Data shown
------------------------------------------------------------

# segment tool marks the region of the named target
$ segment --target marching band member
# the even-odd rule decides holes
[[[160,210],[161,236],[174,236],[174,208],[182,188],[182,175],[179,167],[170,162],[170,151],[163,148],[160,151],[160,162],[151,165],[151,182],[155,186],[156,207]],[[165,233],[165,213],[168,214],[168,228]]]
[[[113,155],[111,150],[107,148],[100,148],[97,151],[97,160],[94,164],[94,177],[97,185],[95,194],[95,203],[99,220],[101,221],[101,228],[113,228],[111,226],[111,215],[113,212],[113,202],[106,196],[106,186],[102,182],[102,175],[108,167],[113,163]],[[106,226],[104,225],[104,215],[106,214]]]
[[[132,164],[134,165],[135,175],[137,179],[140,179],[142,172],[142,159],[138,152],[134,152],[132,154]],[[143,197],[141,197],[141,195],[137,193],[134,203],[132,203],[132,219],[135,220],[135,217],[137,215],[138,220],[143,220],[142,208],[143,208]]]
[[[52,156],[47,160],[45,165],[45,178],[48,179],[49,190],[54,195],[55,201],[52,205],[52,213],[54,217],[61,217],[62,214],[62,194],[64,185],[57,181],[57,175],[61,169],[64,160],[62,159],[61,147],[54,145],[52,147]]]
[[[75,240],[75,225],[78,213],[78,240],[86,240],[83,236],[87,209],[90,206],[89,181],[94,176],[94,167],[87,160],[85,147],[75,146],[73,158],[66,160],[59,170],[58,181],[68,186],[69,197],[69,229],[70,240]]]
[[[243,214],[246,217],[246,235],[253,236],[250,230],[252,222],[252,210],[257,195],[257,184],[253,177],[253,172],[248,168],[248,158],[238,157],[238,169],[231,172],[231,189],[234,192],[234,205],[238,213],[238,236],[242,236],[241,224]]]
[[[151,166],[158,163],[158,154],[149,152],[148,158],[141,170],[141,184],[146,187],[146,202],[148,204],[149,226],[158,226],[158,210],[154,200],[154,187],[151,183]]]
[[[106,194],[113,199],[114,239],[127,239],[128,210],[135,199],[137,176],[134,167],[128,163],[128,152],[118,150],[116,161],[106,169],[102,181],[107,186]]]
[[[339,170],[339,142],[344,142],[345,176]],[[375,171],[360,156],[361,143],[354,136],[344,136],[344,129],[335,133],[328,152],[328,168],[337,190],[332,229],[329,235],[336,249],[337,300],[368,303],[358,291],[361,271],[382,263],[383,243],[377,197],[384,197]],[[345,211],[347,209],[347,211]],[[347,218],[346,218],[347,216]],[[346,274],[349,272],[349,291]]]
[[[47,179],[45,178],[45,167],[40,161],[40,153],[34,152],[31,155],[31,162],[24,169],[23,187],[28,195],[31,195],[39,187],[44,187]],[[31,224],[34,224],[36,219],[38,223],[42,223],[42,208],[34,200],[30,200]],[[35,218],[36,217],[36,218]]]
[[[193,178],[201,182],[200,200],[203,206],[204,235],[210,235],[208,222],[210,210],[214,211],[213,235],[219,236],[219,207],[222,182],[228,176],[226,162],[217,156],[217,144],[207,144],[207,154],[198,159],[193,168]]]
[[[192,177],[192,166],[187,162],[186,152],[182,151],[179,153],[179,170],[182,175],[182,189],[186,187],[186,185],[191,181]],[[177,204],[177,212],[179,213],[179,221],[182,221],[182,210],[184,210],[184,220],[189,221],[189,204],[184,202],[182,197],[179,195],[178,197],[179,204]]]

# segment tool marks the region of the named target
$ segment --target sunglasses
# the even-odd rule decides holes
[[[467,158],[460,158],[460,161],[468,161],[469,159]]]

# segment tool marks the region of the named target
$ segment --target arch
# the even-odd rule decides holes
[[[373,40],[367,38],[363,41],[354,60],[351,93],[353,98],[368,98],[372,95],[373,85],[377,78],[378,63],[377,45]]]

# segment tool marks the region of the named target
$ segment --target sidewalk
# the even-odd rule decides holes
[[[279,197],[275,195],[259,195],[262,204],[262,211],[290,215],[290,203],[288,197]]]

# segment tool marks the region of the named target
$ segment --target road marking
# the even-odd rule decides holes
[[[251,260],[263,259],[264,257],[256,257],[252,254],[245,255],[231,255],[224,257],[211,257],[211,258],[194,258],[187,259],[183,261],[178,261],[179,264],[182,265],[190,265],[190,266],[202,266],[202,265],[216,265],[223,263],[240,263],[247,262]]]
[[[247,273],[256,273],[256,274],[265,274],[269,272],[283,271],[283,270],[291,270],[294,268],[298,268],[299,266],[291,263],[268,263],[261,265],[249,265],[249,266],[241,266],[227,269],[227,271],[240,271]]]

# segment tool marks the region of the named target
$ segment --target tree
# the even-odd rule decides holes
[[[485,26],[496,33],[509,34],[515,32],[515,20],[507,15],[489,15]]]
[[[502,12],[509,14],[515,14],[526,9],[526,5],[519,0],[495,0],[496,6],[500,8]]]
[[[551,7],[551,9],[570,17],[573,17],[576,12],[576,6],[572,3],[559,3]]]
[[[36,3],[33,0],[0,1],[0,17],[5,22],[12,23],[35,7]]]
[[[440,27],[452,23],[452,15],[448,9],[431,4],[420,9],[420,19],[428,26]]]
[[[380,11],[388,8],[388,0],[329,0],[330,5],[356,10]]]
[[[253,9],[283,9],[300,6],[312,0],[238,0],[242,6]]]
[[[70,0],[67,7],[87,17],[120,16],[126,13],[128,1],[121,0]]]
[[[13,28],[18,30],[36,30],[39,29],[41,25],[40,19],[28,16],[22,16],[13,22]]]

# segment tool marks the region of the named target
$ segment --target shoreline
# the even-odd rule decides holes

------------------------------------------------------------

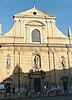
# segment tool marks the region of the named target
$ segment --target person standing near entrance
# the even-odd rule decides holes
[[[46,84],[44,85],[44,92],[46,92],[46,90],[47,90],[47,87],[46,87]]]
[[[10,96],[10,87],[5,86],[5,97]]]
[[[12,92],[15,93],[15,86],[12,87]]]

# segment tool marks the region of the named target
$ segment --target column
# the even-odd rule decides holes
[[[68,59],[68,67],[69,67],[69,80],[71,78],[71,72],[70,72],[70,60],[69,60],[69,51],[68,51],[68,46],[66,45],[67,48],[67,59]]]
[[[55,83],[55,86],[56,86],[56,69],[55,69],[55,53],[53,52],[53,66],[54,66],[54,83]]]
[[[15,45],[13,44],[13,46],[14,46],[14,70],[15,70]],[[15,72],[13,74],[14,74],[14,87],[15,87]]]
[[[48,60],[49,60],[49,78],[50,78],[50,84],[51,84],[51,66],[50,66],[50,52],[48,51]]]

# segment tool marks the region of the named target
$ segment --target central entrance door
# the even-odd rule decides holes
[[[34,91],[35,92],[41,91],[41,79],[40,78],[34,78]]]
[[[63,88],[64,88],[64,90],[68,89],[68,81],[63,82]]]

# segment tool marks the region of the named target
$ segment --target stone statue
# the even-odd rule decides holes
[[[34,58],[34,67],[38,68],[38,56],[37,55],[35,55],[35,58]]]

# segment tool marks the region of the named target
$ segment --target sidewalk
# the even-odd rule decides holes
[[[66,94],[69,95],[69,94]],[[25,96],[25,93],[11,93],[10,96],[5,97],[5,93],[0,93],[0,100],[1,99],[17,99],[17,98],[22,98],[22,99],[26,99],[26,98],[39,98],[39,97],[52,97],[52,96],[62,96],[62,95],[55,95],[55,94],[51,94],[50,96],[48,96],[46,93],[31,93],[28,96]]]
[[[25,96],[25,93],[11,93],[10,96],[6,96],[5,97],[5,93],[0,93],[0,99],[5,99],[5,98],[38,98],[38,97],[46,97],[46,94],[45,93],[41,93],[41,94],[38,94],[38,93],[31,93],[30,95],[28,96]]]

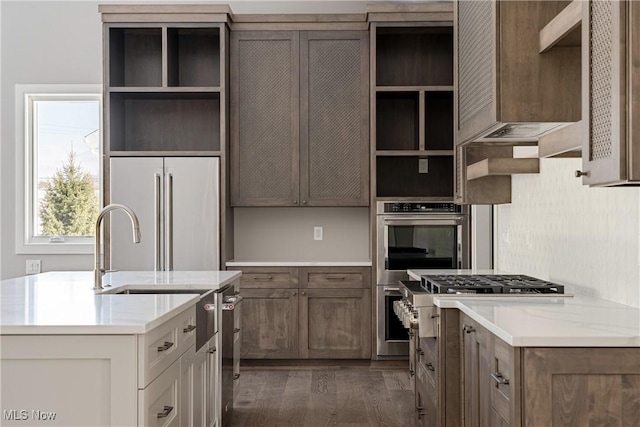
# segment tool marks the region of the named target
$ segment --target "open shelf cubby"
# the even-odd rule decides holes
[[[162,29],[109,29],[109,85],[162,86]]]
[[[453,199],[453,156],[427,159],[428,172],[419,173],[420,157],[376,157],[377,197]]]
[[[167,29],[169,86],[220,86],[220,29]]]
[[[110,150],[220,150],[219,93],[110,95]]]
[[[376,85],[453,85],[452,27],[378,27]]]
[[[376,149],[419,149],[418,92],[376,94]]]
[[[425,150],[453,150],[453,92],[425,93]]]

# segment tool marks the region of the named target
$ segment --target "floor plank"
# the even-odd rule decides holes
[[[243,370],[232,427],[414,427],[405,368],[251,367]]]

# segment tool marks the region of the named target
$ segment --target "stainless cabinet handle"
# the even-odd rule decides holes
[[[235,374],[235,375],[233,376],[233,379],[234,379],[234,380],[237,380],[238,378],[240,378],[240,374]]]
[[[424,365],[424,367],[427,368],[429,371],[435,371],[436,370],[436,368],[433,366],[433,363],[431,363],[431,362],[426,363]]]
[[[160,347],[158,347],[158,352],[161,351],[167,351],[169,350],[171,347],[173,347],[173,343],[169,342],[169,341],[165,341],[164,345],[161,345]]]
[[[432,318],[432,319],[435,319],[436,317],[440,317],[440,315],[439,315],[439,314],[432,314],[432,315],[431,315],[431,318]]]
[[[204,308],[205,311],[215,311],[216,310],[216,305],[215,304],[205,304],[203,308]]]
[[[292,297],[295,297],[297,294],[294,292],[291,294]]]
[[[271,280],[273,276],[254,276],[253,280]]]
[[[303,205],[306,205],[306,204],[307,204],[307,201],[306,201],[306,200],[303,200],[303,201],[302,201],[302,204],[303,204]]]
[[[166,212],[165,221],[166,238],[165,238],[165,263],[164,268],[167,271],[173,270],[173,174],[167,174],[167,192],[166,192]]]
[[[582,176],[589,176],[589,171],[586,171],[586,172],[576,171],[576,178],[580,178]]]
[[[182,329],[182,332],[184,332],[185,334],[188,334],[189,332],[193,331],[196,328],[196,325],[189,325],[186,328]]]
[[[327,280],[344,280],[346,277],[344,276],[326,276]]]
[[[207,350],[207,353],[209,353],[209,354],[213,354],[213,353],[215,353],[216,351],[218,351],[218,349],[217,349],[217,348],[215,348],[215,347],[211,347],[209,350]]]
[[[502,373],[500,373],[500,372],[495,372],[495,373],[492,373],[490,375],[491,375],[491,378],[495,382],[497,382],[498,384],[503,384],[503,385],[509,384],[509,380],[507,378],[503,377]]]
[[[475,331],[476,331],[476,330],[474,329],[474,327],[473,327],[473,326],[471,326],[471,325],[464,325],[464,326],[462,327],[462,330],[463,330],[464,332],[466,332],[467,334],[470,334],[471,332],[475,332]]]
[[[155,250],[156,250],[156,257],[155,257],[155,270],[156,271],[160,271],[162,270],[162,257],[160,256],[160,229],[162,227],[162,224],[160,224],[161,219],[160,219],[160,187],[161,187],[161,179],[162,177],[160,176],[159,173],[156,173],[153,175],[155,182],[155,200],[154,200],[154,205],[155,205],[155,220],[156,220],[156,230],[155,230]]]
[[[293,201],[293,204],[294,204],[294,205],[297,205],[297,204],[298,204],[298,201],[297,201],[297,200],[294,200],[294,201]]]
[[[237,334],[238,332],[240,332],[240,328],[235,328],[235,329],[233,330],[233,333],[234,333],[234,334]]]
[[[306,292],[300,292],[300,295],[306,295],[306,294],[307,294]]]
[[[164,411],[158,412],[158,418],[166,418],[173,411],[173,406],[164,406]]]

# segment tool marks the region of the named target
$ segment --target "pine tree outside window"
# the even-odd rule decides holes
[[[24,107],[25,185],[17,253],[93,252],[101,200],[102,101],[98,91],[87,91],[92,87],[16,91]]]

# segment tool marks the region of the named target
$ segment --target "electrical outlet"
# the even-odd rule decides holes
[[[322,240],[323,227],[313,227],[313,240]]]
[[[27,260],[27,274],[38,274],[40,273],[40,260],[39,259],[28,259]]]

------------------------------------------------------------

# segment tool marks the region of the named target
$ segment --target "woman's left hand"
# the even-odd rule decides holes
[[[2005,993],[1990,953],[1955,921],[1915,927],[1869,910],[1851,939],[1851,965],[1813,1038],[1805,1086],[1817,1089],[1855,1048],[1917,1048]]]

------------------------------------------------------------

Across the data, how many lines contain the string "tree"? Only the number is wanted.

2